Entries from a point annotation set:
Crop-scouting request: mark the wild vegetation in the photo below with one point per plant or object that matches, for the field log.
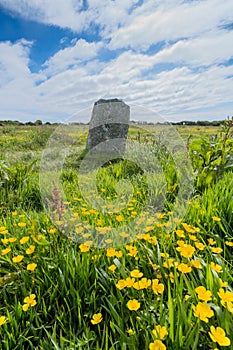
(168, 285)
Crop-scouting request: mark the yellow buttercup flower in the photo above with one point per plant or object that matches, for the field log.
(96, 318)
(24, 240)
(216, 250)
(184, 268)
(203, 294)
(30, 250)
(157, 345)
(12, 239)
(180, 233)
(158, 288)
(29, 302)
(31, 267)
(215, 218)
(2, 320)
(133, 305)
(112, 267)
(18, 258)
(218, 335)
(211, 241)
(222, 283)
(121, 284)
(199, 245)
(5, 251)
(203, 311)
(130, 331)
(190, 229)
(160, 332)
(21, 224)
(195, 263)
(129, 282)
(215, 267)
(84, 248)
(136, 274)
(186, 250)
(144, 283)
(226, 297)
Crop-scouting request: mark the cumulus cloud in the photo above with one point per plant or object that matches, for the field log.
(169, 22)
(71, 56)
(187, 75)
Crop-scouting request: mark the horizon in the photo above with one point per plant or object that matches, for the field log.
(172, 58)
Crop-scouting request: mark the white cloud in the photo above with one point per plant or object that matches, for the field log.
(168, 23)
(71, 56)
(206, 50)
(62, 13)
(76, 76)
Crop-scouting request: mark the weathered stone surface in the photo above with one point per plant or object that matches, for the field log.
(109, 120)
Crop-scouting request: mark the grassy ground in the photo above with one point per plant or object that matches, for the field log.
(165, 282)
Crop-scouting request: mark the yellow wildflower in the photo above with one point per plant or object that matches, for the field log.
(211, 241)
(203, 294)
(129, 282)
(218, 335)
(121, 284)
(186, 250)
(199, 245)
(12, 239)
(184, 268)
(18, 258)
(84, 248)
(190, 229)
(2, 320)
(196, 263)
(157, 345)
(226, 297)
(216, 250)
(160, 332)
(136, 274)
(180, 233)
(158, 288)
(24, 240)
(215, 218)
(29, 301)
(112, 267)
(96, 318)
(21, 224)
(133, 305)
(5, 251)
(31, 267)
(215, 267)
(30, 250)
(203, 311)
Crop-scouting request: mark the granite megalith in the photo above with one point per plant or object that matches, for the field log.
(108, 128)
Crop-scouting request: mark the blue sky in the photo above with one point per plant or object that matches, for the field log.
(173, 57)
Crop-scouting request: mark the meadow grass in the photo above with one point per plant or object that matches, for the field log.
(163, 287)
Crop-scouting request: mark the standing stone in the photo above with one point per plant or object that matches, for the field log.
(108, 126)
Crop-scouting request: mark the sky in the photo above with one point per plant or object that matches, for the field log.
(171, 57)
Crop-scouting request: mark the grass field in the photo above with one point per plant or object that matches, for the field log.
(130, 274)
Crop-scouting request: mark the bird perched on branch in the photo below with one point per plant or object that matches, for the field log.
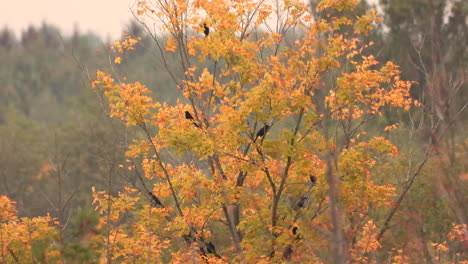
(206, 30)
(262, 132)
(190, 117)
(156, 201)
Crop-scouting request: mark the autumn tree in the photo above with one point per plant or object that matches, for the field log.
(263, 159)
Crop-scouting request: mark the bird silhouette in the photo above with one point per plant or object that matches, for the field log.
(190, 117)
(156, 201)
(206, 30)
(313, 179)
(262, 132)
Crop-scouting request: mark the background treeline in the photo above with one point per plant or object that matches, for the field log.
(56, 140)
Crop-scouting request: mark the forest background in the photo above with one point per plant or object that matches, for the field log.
(57, 140)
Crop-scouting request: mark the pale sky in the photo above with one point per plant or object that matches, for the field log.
(107, 18)
(103, 17)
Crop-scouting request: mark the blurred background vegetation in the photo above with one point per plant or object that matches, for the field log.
(56, 140)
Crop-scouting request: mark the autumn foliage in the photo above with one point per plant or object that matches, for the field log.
(210, 188)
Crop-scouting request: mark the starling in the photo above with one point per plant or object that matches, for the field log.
(156, 201)
(261, 133)
(301, 203)
(190, 117)
(294, 230)
(206, 30)
(313, 179)
(210, 248)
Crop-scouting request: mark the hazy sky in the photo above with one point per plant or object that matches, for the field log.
(104, 17)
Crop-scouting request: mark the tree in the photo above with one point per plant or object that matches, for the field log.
(227, 196)
(220, 182)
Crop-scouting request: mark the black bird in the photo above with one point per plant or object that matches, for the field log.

What to do:
Reproduce the records verbatim, omitting all images they contain.

Task result:
Crop-scouting request: mark the wild vegetation in the photo below with one point per plant or object that matches, for the field log.
(168, 285)
Crop-scouting request: mark the yellow buttercup flower in the photo above with one point per plant or object that matches, for the field log.
(96, 318)
(24, 240)
(216, 250)
(184, 268)
(203, 294)
(30, 250)
(157, 345)
(12, 239)
(180, 233)
(158, 288)
(29, 302)
(31, 267)
(215, 218)
(2, 320)
(133, 305)
(112, 267)
(18, 258)
(218, 335)
(211, 241)
(222, 283)
(121, 284)
(199, 245)
(5, 251)
(203, 311)
(130, 331)
(190, 229)
(160, 332)
(21, 224)
(195, 263)
(129, 282)
(215, 267)
(84, 248)
(136, 274)
(186, 250)
(144, 283)
(226, 297)
Crop-scouting request: mark the cumulus cloud in the photo above with one point per plant or object that matches, for the field log.
(169, 22)
(71, 56)
(187, 75)
Crop-scouting request: mark the horizon in the photo above with one point per plant or object that matches, for the field log.
(172, 58)
Crop-scouting request: mark the white cloud in the photo above with one point per plant or object that matches, for the field log.
(168, 23)
(71, 56)
(206, 50)
(62, 13)
(76, 76)
Crop-scouting request: mark the weathered stone surface in the photo above with one point per plant or object that matches, for the field log.
(109, 120)
Crop-scouting request: mark the grassy ground in the photo above with one point per plant or object that matches, for the field log.
(165, 282)
Crop-scouting request: mark the yellow wildflower in the photo above with one point per plant or object that matches, for the field log.
(211, 241)
(203, 294)
(129, 282)
(218, 335)
(121, 284)
(186, 250)
(199, 245)
(12, 239)
(184, 268)
(18, 258)
(84, 248)
(190, 229)
(2, 320)
(196, 263)
(157, 345)
(226, 297)
(216, 250)
(160, 332)
(136, 274)
(180, 233)
(158, 288)
(24, 240)
(215, 218)
(29, 301)
(112, 267)
(96, 318)
(21, 224)
(133, 305)
(5, 251)
(31, 267)
(215, 267)
(30, 250)
(203, 311)
Crop-scouting request: mark the granite megalith in the photo above with one point per plant or object that matches, for the field log.
(108, 128)
Crop-scouting request: mark the blue sky in the photo above with one point per plant or object that matches, for the field log.
(173, 57)
Crop-scouting request: mark the meadow grass in the photo above with one point per plant or object that matches, for the field log.
(163, 287)
Crop-scouting request: mark the standing stone in the photo above with one point per plant or object that matches, for the field log.
(108, 126)
Crop-scouting request: mark the sky in the photo above with one point per plant or object that matches, for the field log.
(171, 57)
Crop-scouting request: mark the grass field in the photo above with one point per plant or object that matches, for the field log.
(130, 274)
Crop-scouting request: mark the bird perched on branch in the photo below with one point per plant or object that matches, for the field log.
(206, 30)
(262, 132)
(190, 117)
(156, 201)
Crop-scouting request: mark the autumn tree in the photo above with one point per plant or object that matches, for the field log.
(263, 159)
Crop-scouting request: mark the bird silhouette in the photo above with one point per plant or object that matches, for the field log.
(190, 117)
(156, 201)
(206, 30)
(313, 179)
(262, 132)
Crop-scouting request: mark the background treeline in the photo above with one point per plant or object that matches, for the field log.
(56, 140)
Crop-scouting request: mark the forest background in the photo above with one point per plant or object that matches, for the field log.
(57, 140)
Crop-scouting request: mark the pale sky in the photo above with one point per plant or object that matches, for the field log.
(107, 18)
(103, 17)
Crop-scouting request: mark the blurred background vegetation in the photo above with one point per plant or object that matches, for the field log.
(56, 140)
Crop-scouting request: mark the autumn foliage in the photo above with one point per plant or object that matches, for the field log.
(210, 188)
Crop-scouting request: mark the starling in the photo above with one point per plant or object that matches, for the field log.
(156, 201)
(261, 133)
(301, 203)
(190, 117)
(294, 230)
(206, 30)
(313, 179)
(210, 248)
Crop-scouting request: mark the hazy sky in the photo above with one point per plant or object that matches, for the field log.
(104, 17)
Crop-scouting request: mark the tree in the photo above with one point per plant or object that matches, for the field log.
(227, 196)
(220, 182)
Crop-scouting request: mark the black bird in the photo above with one point per plant or object that matches, for the field log.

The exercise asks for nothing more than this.